Requirements —
[A] List the actions that the fishing report says Hunter and the writer took after arriving, before the rain began.
[B] Rewrite the part of the fishing report that begins at the words "We've been having" and stops after "part of it hit.", replacing "stellar" with "excellent".

Text segment —
*****

Howdy everyone! The seasonal rains of fall and winter are here and with it the wind and the giant man-eating ocean swells. 'Tis the season of wave watching at Shore Acres State Park! It's just the beginning mind you, and there will be much bigger and better weather events to come as the season continues.
We've been having stellar weather up until now with sunshine, warm weather, minimal winds and great fishing so I'm not really complaining, that much. I know it's not technically winter, but I do classify this as the first of the winter storms and I was standing right in the middle of it when the first part of it hit.
This past week Hunter and I decided to meet up early in the wee hours of the day and do some bay fishing off the bank. We usually do pretty good out there and this day held all sorts of promise with no rain and light wind as we greeted the sunrise. We parked the truck, readied our gear, and took up positions. That's when it happened. It was a light rain at first, then some wind, then a little more rain, then all the rain the sky could possibly muster with enough wind behind it to make it sting as it drove into our faces. Well, this was stupid.

*****

[Point annotations for photos]
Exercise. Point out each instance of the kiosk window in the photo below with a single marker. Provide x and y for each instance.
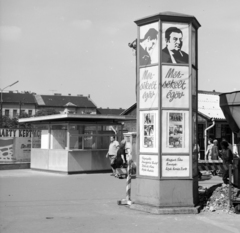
(58, 137)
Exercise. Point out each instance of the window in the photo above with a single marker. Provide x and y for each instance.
(86, 137)
(40, 136)
(58, 137)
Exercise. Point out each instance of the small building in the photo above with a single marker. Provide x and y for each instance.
(209, 114)
(73, 143)
(14, 104)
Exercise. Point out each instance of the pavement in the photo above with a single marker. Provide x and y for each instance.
(34, 201)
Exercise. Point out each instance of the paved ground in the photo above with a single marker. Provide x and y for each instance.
(32, 202)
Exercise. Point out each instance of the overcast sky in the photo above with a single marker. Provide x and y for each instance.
(81, 46)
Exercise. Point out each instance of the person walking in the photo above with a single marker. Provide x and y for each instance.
(208, 154)
(120, 159)
(215, 151)
(112, 152)
(227, 157)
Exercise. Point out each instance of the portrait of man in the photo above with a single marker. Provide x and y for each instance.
(146, 46)
(173, 53)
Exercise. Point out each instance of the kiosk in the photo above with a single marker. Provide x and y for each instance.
(167, 78)
(72, 143)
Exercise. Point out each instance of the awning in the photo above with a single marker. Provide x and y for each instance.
(230, 105)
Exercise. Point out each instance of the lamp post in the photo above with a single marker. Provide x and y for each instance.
(2, 99)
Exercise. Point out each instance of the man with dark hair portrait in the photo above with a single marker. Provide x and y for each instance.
(146, 46)
(172, 53)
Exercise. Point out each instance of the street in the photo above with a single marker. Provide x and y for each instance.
(34, 201)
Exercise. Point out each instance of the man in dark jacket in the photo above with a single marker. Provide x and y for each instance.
(172, 53)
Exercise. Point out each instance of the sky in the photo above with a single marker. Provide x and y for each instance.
(81, 46)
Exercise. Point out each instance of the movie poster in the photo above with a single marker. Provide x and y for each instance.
(148, 87)
(148, 131)
(176, 136)
(148, 44)
(175, 166)
(148, 165)
(175, 86)
(175, 130)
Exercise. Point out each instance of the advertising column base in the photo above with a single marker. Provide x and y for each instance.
(166, 196)
(165, 210)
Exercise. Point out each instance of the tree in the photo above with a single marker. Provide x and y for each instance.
(46, 112)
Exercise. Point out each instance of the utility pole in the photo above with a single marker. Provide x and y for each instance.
(2, 99)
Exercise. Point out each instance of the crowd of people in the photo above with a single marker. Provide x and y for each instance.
(118, 155)
(223, 153)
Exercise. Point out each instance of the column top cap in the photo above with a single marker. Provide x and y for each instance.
(169, 16)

*****

Answers per task —
[A] They parked the truck, readied their gear, and took up positions.

[B]
We've been having excellent weather up until now with sunshine, warm weather, minimal winds and great fishing so I'm not really complaining, that much. I know it's not technically winter, but I do classify this as the first of the winter storms and I was standing right in the middle of it when the first part of it hit.